» **DIRECTIONS**:
Express the material from the line containing "player's raised arm." through the line containing "251 10 L 247" as a two-column CSV with the columns instruction and output. Give one row for each request, with its text and its answer each in a single quoted field and line breaks replaced by spaces.

» **SUPPLIED INFORMATION**:

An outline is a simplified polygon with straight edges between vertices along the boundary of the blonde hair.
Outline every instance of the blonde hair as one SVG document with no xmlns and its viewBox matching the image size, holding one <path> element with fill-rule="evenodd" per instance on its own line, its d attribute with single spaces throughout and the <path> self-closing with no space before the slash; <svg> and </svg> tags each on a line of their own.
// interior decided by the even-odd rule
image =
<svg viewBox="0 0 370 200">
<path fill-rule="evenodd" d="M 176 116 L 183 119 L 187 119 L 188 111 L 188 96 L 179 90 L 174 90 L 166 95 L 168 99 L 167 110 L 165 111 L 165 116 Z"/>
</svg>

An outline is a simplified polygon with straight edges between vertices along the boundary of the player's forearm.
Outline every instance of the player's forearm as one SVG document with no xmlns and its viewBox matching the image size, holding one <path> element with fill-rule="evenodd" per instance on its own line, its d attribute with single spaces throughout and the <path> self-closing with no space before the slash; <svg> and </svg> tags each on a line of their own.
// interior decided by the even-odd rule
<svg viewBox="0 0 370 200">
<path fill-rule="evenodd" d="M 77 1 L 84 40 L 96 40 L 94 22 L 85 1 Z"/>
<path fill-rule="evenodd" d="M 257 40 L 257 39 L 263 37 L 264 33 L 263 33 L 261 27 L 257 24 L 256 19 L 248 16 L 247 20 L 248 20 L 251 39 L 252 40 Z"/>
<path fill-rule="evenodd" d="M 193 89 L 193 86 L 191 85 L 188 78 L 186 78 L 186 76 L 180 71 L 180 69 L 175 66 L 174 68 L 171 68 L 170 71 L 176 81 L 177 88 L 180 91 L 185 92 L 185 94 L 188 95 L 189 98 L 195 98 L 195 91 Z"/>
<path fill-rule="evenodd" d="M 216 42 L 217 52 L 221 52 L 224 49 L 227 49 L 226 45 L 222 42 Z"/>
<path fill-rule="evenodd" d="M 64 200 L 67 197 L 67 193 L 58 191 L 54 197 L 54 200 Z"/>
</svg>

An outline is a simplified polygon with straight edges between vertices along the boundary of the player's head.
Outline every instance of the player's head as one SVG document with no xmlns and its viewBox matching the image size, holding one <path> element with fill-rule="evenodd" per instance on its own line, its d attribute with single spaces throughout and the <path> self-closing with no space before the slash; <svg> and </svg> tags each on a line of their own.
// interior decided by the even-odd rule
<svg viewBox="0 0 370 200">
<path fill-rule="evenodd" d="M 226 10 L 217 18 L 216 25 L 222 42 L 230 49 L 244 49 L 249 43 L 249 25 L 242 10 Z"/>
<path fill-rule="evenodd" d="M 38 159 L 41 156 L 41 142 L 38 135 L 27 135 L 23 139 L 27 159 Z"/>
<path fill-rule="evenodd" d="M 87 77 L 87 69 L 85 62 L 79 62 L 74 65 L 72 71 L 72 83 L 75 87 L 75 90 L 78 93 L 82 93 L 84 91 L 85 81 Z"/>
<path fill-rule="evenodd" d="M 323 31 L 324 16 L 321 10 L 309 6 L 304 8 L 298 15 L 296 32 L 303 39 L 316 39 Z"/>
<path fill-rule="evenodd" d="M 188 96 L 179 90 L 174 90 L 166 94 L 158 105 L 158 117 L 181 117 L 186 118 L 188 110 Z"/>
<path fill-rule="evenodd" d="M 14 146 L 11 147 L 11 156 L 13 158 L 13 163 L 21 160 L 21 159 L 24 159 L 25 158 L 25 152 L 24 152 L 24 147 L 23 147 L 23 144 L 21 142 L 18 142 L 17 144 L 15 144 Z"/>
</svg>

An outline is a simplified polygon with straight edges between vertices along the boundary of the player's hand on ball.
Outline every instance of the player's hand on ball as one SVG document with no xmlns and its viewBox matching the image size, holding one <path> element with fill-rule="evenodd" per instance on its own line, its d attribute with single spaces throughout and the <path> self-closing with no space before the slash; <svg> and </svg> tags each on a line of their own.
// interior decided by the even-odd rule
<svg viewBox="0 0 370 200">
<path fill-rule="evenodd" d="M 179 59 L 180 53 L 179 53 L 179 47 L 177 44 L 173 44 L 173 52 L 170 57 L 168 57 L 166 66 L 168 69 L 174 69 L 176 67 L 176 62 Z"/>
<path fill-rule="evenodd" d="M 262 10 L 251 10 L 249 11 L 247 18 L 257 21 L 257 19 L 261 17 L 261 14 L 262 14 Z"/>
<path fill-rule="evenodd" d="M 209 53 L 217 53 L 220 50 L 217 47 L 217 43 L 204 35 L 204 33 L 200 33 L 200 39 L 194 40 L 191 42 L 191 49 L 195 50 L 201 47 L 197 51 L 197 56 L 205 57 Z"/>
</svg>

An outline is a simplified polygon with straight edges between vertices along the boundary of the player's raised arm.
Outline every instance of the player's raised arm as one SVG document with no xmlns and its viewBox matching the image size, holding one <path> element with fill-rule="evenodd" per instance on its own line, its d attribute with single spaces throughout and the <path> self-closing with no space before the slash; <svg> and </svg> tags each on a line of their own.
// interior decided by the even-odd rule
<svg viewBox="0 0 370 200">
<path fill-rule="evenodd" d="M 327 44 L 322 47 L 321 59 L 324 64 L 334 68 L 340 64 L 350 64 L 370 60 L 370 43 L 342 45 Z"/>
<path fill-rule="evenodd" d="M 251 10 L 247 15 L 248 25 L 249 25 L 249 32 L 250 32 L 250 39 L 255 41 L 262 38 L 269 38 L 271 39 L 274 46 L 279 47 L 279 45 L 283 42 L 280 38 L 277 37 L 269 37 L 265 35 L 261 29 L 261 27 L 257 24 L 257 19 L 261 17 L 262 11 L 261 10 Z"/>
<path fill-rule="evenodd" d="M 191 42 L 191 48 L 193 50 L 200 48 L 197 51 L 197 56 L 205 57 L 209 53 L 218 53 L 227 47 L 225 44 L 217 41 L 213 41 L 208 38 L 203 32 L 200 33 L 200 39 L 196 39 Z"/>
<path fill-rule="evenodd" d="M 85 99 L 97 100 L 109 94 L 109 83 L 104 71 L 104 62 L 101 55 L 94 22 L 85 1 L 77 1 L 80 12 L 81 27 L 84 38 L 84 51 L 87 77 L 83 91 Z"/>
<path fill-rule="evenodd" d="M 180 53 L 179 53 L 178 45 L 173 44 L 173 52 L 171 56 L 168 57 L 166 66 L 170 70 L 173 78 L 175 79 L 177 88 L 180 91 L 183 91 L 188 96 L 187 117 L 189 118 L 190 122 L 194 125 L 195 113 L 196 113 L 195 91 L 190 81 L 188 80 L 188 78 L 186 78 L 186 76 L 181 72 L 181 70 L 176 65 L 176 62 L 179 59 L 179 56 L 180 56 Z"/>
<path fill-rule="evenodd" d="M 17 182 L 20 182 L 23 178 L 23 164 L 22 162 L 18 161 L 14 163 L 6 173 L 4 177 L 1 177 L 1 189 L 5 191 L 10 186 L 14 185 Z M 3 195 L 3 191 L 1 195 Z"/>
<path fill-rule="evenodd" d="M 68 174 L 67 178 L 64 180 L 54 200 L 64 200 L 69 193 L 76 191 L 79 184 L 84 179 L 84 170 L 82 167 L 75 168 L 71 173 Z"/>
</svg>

» **SOLUTION FOR THIS EXERCISE**:
instruction,output
"An outline is a simplified polygon with straight edges between vertices along the boundary of the player's raised arm. Outline every instance of the player's raised arm as one SVG document with no xmlns and its viewBox matching the image size, holding one <path> element with fill-rule=""evenodd"" per instance on its own line, its d attribute with single spaces throughout and the <path> self-closing with no space before the slash; <svg> and </svg> tags each on a line of their own. // interior decided by the even-odd rule","<svg viewBox=""0 0 370 200""> <path fill-rule=""evenodd"" d=""M 327 44 L 322 47 L 321 59 L 324 64 L 334 68 L 340 64 L 350 64 L 370 60 L 370 43 L 342 45 Z""/> <path fill-rule=""evenodd"" d=""M 251 10 L 247 15 L 248 25 L 249 25 L 249 32 L 250 32 L 250 39 L 255 41 L 262 38 L 269 38 L 271 39 L 274 46 L 279 47 L 279 45 L 283 42 L 280 38 L 277 37 L 269 37 L 265 35 L 261 29 L 261 27 L 257 24 L 257 19 L 261 17 L 262 11 L 261 10 Z""/>"